- WHAT THIS TASK INVOLVES:
Reproduce, with no alteration, the span of lines that begins at the line containing "Query: top drawer" and ends at the last line of the records, both ends included, and nothing else.

————

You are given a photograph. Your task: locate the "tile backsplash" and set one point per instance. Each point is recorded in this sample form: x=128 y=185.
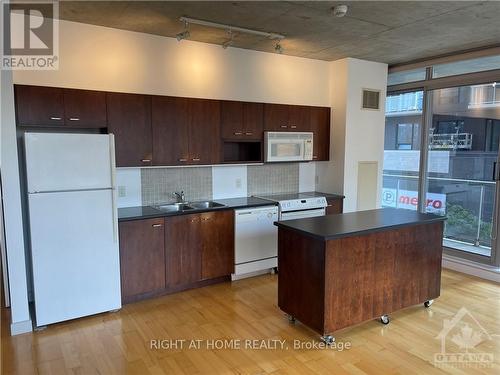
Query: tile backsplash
x=158 y=184
x=150 y=186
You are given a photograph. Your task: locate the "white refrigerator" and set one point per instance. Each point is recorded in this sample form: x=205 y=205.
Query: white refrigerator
x=73 y=225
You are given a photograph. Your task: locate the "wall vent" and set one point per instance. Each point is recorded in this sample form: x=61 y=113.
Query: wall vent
x=371 y=99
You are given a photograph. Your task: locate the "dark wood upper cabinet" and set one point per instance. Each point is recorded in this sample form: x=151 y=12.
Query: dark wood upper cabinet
x=183 y=250
x=142 y=258
x=129 y=119
x=204 y=131
x=185 y=131
x=242 y=120
x=217 y=253
x=320 y=126
x=39 y=106
x=51 y=106
x=85 y=108
x=170 y=123
x=283 y=117
x=276 y=117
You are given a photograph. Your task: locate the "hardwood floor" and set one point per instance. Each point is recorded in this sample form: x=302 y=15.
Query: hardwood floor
x=119 y=343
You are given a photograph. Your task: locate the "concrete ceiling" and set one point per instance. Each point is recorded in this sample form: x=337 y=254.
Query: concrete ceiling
x=386 y=31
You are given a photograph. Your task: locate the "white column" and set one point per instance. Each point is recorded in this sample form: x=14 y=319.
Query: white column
x=14 y=231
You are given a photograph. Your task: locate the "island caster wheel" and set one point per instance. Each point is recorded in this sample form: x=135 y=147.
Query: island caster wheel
x=385 y=319
x=428 y=303
x=328 y=339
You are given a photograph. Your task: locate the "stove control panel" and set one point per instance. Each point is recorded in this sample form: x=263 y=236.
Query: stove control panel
x=302 y=204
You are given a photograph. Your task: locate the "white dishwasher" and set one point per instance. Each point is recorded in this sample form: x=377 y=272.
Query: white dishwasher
x=256 y=241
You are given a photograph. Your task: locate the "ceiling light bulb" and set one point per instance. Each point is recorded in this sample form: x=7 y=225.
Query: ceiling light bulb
x=184 y=35
x=340 y=10
x=278 y=48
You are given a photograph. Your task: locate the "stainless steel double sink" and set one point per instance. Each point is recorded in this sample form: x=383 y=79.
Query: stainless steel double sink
x=188 y=206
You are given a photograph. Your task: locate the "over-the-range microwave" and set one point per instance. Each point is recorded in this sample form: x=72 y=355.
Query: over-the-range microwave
x=288 y=146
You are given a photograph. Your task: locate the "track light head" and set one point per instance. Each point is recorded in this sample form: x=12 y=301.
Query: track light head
x=183 y=35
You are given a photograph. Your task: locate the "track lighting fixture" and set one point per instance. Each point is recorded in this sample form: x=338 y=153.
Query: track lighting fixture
x=230 y=30
x=184 y=34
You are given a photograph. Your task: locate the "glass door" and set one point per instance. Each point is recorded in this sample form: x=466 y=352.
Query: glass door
x=463 y=144
x=403 y=127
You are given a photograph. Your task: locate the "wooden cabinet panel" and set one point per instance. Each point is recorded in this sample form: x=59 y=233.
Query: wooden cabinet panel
x=85 y=108
x=335 y=206
x=204 y=131
x=129 y=119
x=170 y=124
x=217 y=253
x=320 y=126
x=232 y=126
x=183 y=250
x=242 y=120
x=253 y=120
x=142 y=257
x=275 y=117
x=299 y=118
x=39 y=106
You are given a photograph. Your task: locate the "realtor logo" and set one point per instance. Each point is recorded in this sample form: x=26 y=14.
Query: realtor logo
x=30 y=35
x=460 y=338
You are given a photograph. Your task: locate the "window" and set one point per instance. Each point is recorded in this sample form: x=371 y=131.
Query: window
x=402 y=150
x=406 y=76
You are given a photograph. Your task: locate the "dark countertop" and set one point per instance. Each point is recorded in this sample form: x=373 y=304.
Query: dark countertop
x=326 y=195
x=331 y=227
x=148 y=212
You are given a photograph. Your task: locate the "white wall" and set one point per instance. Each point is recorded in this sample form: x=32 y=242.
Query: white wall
x=100 y=58
x=14 y=237
x=357 y=135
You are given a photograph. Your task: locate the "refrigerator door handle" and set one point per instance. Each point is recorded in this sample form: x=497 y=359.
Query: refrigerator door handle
x=113 y=186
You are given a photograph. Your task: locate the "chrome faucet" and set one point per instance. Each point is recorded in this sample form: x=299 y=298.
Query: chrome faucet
x=181 y=198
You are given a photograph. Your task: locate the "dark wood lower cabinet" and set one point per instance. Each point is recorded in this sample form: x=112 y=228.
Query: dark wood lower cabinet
x=165 y=255
x=335 y=206
x=142 y=258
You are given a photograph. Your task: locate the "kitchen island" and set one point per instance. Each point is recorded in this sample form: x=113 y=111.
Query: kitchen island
x=336 y=271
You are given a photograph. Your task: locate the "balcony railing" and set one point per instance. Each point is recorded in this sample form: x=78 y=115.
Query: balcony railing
x=451 y=141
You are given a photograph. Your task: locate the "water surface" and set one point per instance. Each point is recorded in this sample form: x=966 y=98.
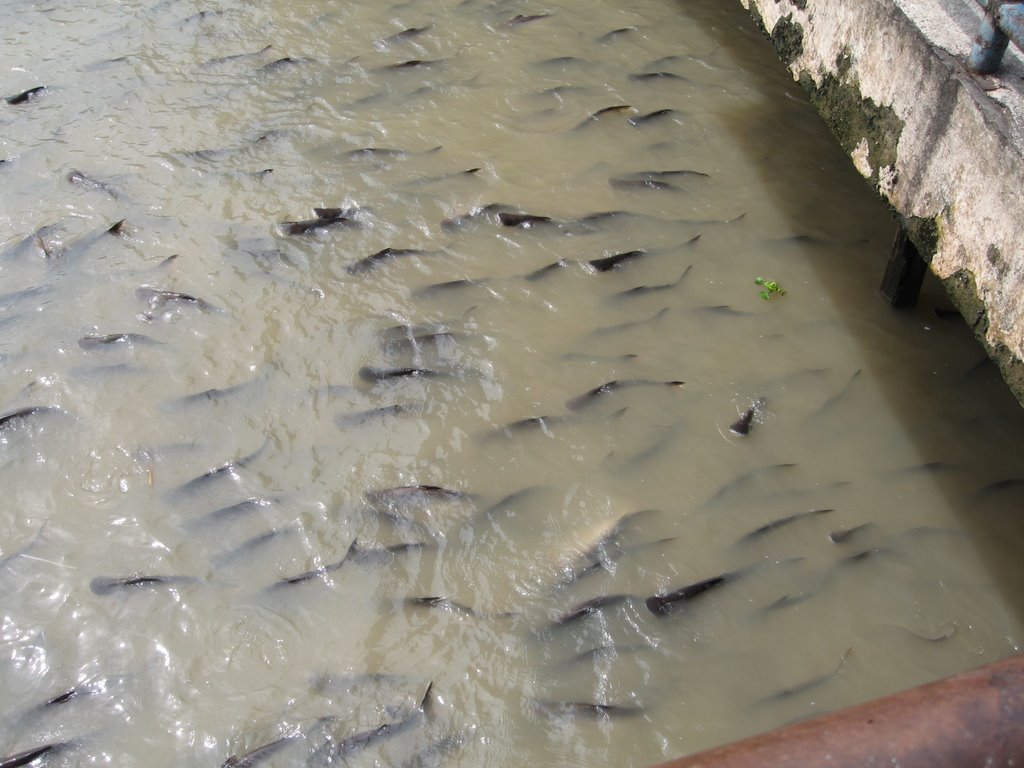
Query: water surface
x=195 y=545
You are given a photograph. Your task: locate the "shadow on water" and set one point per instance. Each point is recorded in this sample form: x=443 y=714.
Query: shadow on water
x=943 y=391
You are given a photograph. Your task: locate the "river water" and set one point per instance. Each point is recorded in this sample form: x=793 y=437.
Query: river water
x=351 y=503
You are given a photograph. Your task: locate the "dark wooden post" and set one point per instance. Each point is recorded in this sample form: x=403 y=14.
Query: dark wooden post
x=904 y=273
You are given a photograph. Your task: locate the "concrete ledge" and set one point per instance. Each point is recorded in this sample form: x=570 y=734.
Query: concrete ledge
x=941 y=146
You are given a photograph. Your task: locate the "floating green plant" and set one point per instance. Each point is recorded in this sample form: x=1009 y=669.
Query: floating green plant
x=769 y=287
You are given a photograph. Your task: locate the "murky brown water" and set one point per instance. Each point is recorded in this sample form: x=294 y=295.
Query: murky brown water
x=887 y=426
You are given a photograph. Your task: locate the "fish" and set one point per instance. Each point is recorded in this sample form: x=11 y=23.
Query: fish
x=588 y=709
x=308 y=576
x=650 y=76
x=596 y=116
x=444 y=176
x=522 y=220
x=590 y=396
x=842 y=537
x=943 y=633
x=644 y=290
x=30 y=756
x=741 y=427
x=613 y=262
x=251 y=544
x=235 y=510
x=588 y=607
x=415 y=342
x=88 y=182
x=541 y=423
x=680 y=173
x=282 y=64
x=520 y=18
x=790 y=599
x=781 y=522
x=431 y=755
x=473 y=214
x=388 y=729
x=651 y=117
x=407 y=34
x=640 y=184
x=385 y=153
x=258 y=755
x=444 y=603
x=807 y=685
x=372 y=374
x=609 y=330
x=546 y=270
x=445 y=287
x=16 y=419
x=413 y=64
x=326 y=217
x=413 y=495
x=364 y=555
x=85 y=689
x=859 y=557
x=25 y=96
x=108 y=585
x=318 y=571
x=663 y=605
x=213 y=394
x=357 y=418
x=237 y=57
x=229 y=469
x=615 y=34
x=159 y=299
x=381 y=257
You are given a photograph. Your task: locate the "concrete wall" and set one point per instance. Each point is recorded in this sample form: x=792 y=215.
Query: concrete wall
x=943 y=147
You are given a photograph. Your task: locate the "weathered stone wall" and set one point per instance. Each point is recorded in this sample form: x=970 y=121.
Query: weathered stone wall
x=930 y=139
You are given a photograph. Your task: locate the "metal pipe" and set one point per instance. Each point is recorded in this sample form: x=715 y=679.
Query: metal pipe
x=1004 y=20
x=973 y=719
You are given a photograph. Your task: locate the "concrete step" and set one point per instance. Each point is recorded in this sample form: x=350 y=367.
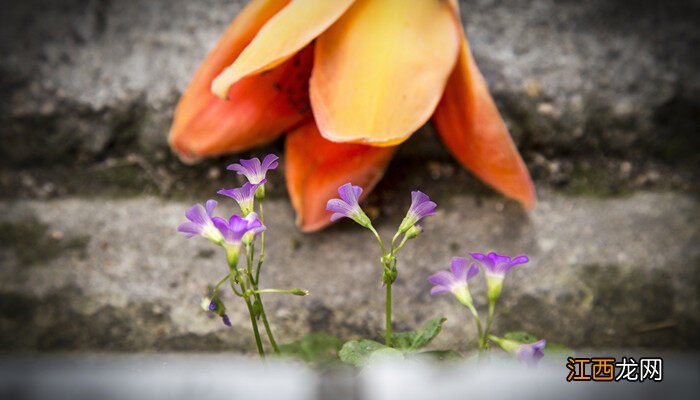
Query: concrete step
x=112 y=274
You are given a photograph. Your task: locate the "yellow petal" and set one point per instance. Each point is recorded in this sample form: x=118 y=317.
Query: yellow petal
x=380 y=70
x=290 y=30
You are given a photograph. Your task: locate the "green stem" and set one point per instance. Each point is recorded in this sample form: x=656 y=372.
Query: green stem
x=258 y=342
x=388 y=315
x=258 y=299
x=484 y=338
x=477 y=320
x=379 y=239
x=262 y=246
x=224 y=279
x=266 y=324
x=287 y=291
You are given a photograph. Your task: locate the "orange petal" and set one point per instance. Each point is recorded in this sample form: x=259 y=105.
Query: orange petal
x=260 y=107
x=380 y=70
x=290 y=30
x=472 y=129
x=315 y=168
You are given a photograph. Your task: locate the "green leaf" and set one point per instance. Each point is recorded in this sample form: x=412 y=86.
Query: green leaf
x=315 y=348
x=429 y=331
x=553 y=349
x=414 y=340
x=439 y=355
x=402 y=340
x=356 y=352
x=385 y=353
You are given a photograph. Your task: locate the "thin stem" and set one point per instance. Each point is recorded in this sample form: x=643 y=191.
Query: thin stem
x=262 y=245
x=288 y=291
x=388 y=315
x=381 y=244
x=224 y=279
x=477 y=320
x=403 y=242
x=258 y=342
x=268 y=330
x=492 y=309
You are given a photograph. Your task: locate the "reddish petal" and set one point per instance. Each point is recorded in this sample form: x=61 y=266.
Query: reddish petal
x=260 y=107
x=472 y=129
x=316 y=167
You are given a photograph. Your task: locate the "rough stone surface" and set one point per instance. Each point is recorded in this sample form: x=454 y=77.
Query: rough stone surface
x=619 y=272
x=84 y=79
x=602 y=98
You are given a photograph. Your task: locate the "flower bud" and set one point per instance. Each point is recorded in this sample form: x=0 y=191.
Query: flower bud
x=413 y=232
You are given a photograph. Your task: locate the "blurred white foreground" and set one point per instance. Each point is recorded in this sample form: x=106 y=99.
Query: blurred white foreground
x=213 y=377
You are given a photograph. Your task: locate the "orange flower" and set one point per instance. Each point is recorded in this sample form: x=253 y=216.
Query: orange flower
x=349 y=80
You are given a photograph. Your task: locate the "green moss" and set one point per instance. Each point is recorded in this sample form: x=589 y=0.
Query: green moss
x=595 y=182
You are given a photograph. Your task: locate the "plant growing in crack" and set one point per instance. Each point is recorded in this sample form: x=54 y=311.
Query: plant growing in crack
x=240 y=233
x=398 y=343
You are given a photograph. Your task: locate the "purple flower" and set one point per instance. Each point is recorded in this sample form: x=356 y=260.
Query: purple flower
x=238 y=229
x=253 y=169
x=455 y=281
x=496 y=266
x=531 y=353
x=201 y=223
x=347 y=205
x=244 y=195
x=421 y=206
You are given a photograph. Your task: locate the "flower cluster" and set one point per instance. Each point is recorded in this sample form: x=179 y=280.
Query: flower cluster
x=347 y=206
x=234 y=234
x=495 y=267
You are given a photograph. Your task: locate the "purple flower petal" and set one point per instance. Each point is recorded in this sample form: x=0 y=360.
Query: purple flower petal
x=253 y=169
x=421 y=206
x=209 y=207
x=197 y=214
x=483 y=259
x=190 y=228
x=200 y=222
x=531 y=353
x=269 y=162
x=436 y=290
x=473 y=270
x=442 y=278
x=349 y=193
x=459 y=268
x=347 y=205
x=496 y=264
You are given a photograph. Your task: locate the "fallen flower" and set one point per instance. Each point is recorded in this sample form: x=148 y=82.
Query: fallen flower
x=344 y=76
x=527 y=353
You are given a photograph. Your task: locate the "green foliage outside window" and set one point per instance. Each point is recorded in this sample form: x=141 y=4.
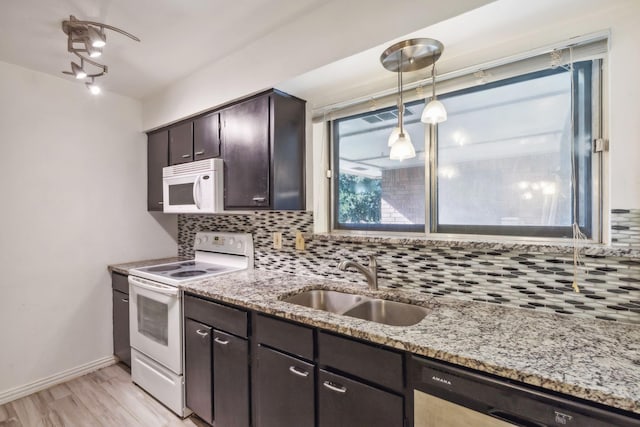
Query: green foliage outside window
x=359 y=199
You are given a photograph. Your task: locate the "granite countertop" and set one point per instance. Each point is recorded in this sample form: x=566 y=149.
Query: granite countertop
x=591 y=359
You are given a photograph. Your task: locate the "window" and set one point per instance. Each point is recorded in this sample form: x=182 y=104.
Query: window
x=372 y=191
x=504 y=163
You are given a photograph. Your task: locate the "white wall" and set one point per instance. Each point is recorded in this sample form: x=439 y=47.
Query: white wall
x=73 y=199
x=332 y=31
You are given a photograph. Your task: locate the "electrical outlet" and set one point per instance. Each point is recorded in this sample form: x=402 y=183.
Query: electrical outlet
x=277 y=240
x=299 y=241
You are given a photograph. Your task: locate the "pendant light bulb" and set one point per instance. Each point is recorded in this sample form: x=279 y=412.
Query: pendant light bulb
x=403 y=148
x=434 y=112
x=394 y=136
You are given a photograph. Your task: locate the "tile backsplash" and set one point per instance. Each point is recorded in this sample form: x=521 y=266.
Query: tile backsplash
x=531 y=279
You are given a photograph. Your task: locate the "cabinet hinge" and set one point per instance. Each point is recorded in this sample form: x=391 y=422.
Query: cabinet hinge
x=600 y=145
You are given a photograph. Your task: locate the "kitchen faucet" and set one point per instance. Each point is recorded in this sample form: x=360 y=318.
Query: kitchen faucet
x=370 y=272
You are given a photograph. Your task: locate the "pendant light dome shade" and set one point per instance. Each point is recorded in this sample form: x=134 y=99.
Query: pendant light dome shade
x=434 y=113
x=403 y=148
x=408 y=55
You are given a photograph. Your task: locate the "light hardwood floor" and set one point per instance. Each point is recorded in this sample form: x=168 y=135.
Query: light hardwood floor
x=106 y=397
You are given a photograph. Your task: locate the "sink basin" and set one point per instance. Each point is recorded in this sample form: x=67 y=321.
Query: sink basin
x=320 y=299
x=388 y=312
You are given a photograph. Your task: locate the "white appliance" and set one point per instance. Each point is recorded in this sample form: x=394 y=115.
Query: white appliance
x=155 y=310
x=195 y=187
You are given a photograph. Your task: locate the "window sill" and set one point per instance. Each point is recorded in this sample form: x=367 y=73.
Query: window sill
x=476 y=243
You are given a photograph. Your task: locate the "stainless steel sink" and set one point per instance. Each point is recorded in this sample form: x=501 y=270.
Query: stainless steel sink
x=373 y=309
x=388 y=312
x=321 y=299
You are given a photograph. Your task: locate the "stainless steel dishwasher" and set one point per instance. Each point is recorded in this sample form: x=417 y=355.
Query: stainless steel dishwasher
x=447 y=396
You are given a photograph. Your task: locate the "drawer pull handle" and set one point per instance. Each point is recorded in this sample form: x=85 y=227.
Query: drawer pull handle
x=335 y=387
x=298 y=372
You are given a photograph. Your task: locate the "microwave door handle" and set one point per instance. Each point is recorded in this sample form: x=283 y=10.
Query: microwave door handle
x=196 y=192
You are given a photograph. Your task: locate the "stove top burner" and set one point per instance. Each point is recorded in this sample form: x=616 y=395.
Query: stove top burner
x=189 y=273
x=163 y=268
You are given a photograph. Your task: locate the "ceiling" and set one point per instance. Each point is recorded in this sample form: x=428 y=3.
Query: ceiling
x=177 y=37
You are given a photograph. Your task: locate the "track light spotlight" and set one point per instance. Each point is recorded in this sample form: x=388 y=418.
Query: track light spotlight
x=78 y=71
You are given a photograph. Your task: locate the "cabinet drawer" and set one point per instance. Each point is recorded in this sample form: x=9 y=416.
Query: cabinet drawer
x=344 y=402
x=120 y=282
x=285 y=336
x=219 y=316
x=372 y=363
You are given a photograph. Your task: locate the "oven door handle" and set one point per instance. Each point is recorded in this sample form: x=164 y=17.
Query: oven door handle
x=165 y=290
x=196 y=191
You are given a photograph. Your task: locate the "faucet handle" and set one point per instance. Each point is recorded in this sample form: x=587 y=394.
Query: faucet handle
x=373 y=263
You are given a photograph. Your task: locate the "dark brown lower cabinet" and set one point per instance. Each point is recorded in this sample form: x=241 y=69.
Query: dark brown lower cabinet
x=284 y=390
x=198 y=354
x=343 y=402
x=230 y=380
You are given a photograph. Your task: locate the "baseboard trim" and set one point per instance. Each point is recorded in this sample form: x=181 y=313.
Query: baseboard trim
x=27 y=389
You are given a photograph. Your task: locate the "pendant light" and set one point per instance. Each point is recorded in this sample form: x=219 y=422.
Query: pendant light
x=434 y=112
x=407 y=55
x=402 y=148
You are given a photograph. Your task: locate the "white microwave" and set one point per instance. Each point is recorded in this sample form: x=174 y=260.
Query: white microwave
x=194 y=187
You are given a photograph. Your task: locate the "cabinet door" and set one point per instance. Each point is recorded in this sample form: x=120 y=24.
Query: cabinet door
x=181 y=143
x=121 y=344
x=198 y=369
x=346 y=403
x=284 y=390
x=246 y=153
x=206 y=137
x=230 y=380
x=157 y=158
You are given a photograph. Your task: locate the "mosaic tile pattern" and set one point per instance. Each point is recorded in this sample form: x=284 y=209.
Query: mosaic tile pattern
x=625 y=228
x=609 y=285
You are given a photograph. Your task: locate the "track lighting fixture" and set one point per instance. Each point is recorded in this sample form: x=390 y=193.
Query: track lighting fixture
x=402 y=57
x=85 y=39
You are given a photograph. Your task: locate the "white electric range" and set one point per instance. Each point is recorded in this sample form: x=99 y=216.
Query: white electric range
x=155 y=311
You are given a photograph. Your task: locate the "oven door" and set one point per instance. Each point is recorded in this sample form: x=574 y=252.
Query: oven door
x=156 y=322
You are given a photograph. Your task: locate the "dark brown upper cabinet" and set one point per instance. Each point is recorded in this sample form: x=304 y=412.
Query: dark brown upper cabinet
x=206 y=137
x=181 y=143
x=157 y=158
x=263 y=142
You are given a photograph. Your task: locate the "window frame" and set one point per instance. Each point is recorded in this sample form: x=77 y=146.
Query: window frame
x=593 y=223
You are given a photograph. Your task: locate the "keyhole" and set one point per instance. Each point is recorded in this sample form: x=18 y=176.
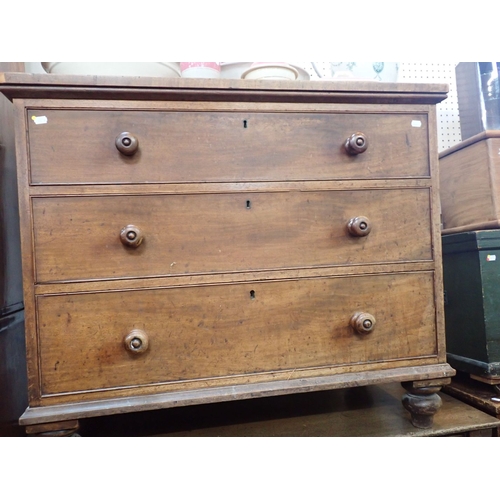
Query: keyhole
x=135 y=343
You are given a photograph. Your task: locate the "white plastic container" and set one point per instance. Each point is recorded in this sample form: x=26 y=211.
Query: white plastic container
x=200 y=69
x=162 y=69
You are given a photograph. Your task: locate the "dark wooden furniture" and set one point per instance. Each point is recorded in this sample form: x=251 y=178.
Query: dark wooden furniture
x=476 y=393
x=478 y=93
x=198 y=241
x=13 y=386
x=471 y=263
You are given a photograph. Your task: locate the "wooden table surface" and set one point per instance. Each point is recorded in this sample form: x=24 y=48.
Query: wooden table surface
x=374 y=411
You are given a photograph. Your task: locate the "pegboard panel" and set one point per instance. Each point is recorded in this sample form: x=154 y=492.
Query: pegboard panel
x=448 y=119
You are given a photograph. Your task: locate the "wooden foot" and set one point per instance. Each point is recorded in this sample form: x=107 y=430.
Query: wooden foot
x=56 y=429
x=422 y=401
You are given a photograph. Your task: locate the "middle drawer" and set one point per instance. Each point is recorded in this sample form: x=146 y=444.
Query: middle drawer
x=108 y=237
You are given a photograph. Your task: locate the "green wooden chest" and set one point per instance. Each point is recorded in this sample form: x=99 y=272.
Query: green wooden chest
x=471 y=265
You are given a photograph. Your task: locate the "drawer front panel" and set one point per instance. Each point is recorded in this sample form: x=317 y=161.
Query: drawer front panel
x=222 y=330
x=78 y=238
x=78 y=146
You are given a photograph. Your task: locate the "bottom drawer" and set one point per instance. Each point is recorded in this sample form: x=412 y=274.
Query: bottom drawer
x=206 y=332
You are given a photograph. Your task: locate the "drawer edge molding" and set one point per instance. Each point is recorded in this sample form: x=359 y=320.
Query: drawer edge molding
x=70 y=411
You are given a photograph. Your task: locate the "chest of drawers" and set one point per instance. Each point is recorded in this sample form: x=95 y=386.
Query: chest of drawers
x=187 y=242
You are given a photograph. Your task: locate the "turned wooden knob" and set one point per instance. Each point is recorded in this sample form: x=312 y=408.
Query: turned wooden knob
x=356 y=144
x=363 y=322
x=131 y=236
x=127 y=143
x=136 y=341
x=359 y=226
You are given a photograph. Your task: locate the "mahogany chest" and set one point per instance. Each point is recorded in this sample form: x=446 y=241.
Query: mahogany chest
x=195 y=241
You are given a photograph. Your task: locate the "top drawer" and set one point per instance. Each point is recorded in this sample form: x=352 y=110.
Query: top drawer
x=78 y=146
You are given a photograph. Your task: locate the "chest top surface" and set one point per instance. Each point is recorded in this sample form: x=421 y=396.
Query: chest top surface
x=25 y=85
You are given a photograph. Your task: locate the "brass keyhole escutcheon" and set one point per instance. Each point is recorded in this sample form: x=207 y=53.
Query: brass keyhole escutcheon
x=356 y=144
x=359 y=226
x=131 y=236
x=363 y=322
x=136 y=342
x=127 y=144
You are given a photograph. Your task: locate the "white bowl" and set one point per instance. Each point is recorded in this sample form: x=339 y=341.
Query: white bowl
x=163 y=69
x=235 y=70
x=271 y=71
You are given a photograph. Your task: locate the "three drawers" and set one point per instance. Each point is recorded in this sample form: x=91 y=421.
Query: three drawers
x=249 y=193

————

- TASK RESPONSE:
Query: top drawer
x=78 y=146
You are given a photograph. Your task: locate the "chest top surface" and set one point per instance. Each point is recorded in this sample form: x=421 y=396.
Query: chest top surface
x=25 y=85
You are given a photograph. Your task: locate the "brass keyhole escutcheon" and set one point per instance. Each point is recorded in this sample form: x=207 y=53.
Query: brass keyhole escutcheon
x=356 y=144
x=359 y=226
x=131 y=236
x=363 y=322
x=136 y=342
x=127 y=144
You are given a photograph. Your task: locate the "white bowl" and set one point per instance. Each point is recorded in this sample form: x=339 y=341.
Query: white bowl
x=163 y=69
x=235 y=70
x=271 y=71
You are given a photograph. Your task: locate the "three drawers" and set one point per instance. Each point is recorded in this sample form: x=91 y=421.
Query: three drawers
x=249 y=193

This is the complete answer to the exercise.